▶ _Consegna 1_
Rispondi a queste domande sul testo sul narcisismo territoriale:
(a) Quale tipo di populismo segna l'epoca del narcisismo territoriale?
(b) Che cosa preferisce fare il leader autofabbricato al momento del redde rationem con la Legge?
(c) Quale dicitura si levò dai quotidiani di destra quando il parlamento fece cadere il capo?
▶ _Consegna 2_
Stabilisci se ciascuna affermazione concorda con il testo sul narcisismo territoriale. Rispondi sì o no e cita esattamente le parole del testo che lo decidono.
(a) Lo statista del secolo passato era interamente dedito a promulgare leggi per il bene comune.
(b) Secondo il testo è più giusto parlare di democrazia malata che di perversione diffusa.
(c) Il nuovo leader si sintonizza con i bisogni collettivi della Nazione.
▶ _Consegna 3_
Prosegui il testo sul narcisismo territoriale a partire dall'ultima frase.

▶ _Estratto del documento_
========================================

La sella è vuota sin dalla partenza del cavallo, occupata di volta in volta da piccoli capetti, autoreferenti e tuonanti, in cerca di non già del comando sull’intero esercito o sulle masse, quanto piuttosto su alcune brigate particolari.
L’epoca del ‘narcisisimo territoriale’ è segnata da un populismo locale, assai più intriso di perversione che non legato all’istrionismo. Il leader autofabbricato si contraddistingue per una marcata allergia alle regole, che vuole tuttavia ferree per gli altri. Inadatto ai regolamenti, incline al capriccio personale e sempre in cerca di adepti graditi da arruolare, al momento del redde rationem con la Legge non sceglie la sottomissione e l’inquadramento, preferendo fuggire altrove per garantirsi un ingiudicabilità nel tempo, per poi dedicarsi a ricreare nuovi gruppi con adepti che passino il vaglio della sua adorazione, al posto di quello che era un giuramento in nome della legge, riservando per sè la carica di capo autoincoronato per acclamazione preselezionata, dalla quale impartire il proprio desiderio come legge.
Nella ricerca dell’elettorato il nuovo leader, che ama una Legge solo se sottomessa alle sua pruderie, è dunque ben lontano dallo statista del secolo passato, che aveva magari qualche pecca nel privato, ma era interamente dedito a promulgare Leggi per il bene comune, vestendo l’abito di padre della Nazione.
Egli si sintonizza con i bisogni personali dell’uno per uno, ponendosi come risolutore del problema del singolo, domandando in cambio un sostegno al proprio interesse.
Non è dunque la Legge eguale per tutti, della quale lo statista del tempo passato si poneva come tramite, ma quella del ‘mio orto’in cambio del tuo.’
Non è un caso che molti di questi leader utilizzino nel loro vocabolario elettorale adagi quali ‘ se voi mi darete, io faro per voi’. Quando il voi è riferito ad una categoria, una corporazione, più suscettibile di essere solleticata nella pancia.
Più che di democrazia malata è più giusto parlare di perversione diffusa nelle crepe dell’edificio democratico, con l’autorità ormai nebulizzata che lascia il posto ai tanti piccoli califfati.
Questa situazione è una diretta conseguenza dell’inaridimento delle fonti, del tramonto dei punti di riferimento originari, i grandi campi contrapposti del novecento, che hanno lasciato il posto ai neo personalisimi del narciso, dando forma alla prima campagna elettorale centrata sul ‘mi piace’.
L’autonominato Telemaco non sfonda la porta dei Proci ( fermi tutti! Qua si modera il godimento, aprite!), ma piuttosto ha cercato il placet di chi organizzava il baccanale.
E, si badi, lo ha potuto fare perchè quel capo sul quale la sua maggioranza in parlamento si sostiene, non è mai caduto, pur avendo subito una condanna.
Quando il parlamento lo fece cadere, fu sbagliata la dicitura di ‘parricidio’ che si levò dai quotidiani di destra.

========================================

▶ _Materiale_
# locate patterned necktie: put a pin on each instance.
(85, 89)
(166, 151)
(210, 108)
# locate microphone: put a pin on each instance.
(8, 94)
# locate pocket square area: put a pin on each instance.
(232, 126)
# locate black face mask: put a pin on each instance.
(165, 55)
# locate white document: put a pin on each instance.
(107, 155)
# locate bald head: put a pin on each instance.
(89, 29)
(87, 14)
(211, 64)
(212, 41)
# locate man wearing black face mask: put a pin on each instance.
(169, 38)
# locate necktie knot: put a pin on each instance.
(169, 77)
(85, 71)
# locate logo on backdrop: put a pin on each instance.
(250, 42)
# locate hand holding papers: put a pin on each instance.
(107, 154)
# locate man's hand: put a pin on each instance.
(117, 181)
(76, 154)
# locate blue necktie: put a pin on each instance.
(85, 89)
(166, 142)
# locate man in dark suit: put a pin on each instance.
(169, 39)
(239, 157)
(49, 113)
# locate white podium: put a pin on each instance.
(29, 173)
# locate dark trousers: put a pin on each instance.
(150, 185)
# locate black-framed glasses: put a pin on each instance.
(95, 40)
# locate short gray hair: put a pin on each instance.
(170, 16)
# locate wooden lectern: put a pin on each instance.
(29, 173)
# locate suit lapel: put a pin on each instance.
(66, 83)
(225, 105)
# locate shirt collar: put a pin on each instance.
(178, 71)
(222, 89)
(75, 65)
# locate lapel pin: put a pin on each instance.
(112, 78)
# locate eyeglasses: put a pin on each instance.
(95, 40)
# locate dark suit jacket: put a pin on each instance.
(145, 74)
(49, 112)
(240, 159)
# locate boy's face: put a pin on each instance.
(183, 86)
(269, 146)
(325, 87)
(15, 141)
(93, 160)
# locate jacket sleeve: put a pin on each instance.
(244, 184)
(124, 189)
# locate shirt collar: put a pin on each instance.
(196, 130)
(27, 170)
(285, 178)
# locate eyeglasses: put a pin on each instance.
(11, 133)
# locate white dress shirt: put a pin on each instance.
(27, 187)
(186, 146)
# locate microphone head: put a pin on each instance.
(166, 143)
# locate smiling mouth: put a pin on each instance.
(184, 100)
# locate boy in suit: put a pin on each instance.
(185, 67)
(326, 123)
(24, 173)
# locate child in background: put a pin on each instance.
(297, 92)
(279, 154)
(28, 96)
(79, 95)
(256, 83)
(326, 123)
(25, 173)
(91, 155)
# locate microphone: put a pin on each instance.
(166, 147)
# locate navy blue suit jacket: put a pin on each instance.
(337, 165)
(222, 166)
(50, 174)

========================================

▶ _Risposta 1_
(a) Un populismo locale, assai più intriso di perversione che legato all'istrionismo.
(b) Fuggire altrove per garantirsi l'ingiudicabilità nel tempo, invece di scegliere la sottomissione e l'inquadramento.
(c) La dicitura di "parricidio".

▶ _Risposta 2_
(a) Sì: "era interamente dedito a promulgare Leggi per il bene comune".
(b) No: "Più che di democrazia malata è più giusto parlare di perversione diffusa nelle crepe dell’edificio democratico".
(c) No: "Egli si sintonizza con i bisogni personali dell’uno per uno".

▶ _Risposta 3_
Il parricidio presuppone un padre regolare ( non necessariamente retto). Il parricidio èl’eliminazione fisica di un ingombro inamovibile con la parola, di qualcuno che sta tuttavia nella dialettica. Il padre perverso invece non ha figli, intesi come pargoli da ‘educare’ e ai quali impartire insegnamenti. Piuttosto si tratta di accoliti, di devoti, o di adoranti. Non siamo nell’ordine del padre che educa secondo meritocrazia, ma piuttosto quello del ‘godi’ come imperativo.Prendi parte alla festa. Il padre perverso non sta nella dialettica, non osserva le regola, la legge, puravendone bisogno per poterla lambire ( chi fa il mio lavoro lo sa bene). Ma usa metodiche di controllo, aggiramento, plagio, ricatto dei figli. La selezione avviene non sul merito, quanto sull’accettazione del gioco perverso. Arrivando a tenerli in scacco con ricatto. Con lui non si dialoga, ma si accetta o no il suo gioco. . Non è un padre, ma un sodale che introduce a lbaccanale. E’ con costui che il Telemaco si accinge a mutare la costituzione dei Padri. Quelli si, degni di tale nome.
Esiste anche il godimento
Esiste anche il godimento “freddo”, che deriva dall’uso e dall’abuso nudo e crudo del potere (quel potere che logora chi non ce l’ha, diceva Andreotti). E’ questa ricerca di godimento freddo che spinge Renzi a entrare a man bassa nella reggia dei Proci, facendo “scempio della casa” e della legge.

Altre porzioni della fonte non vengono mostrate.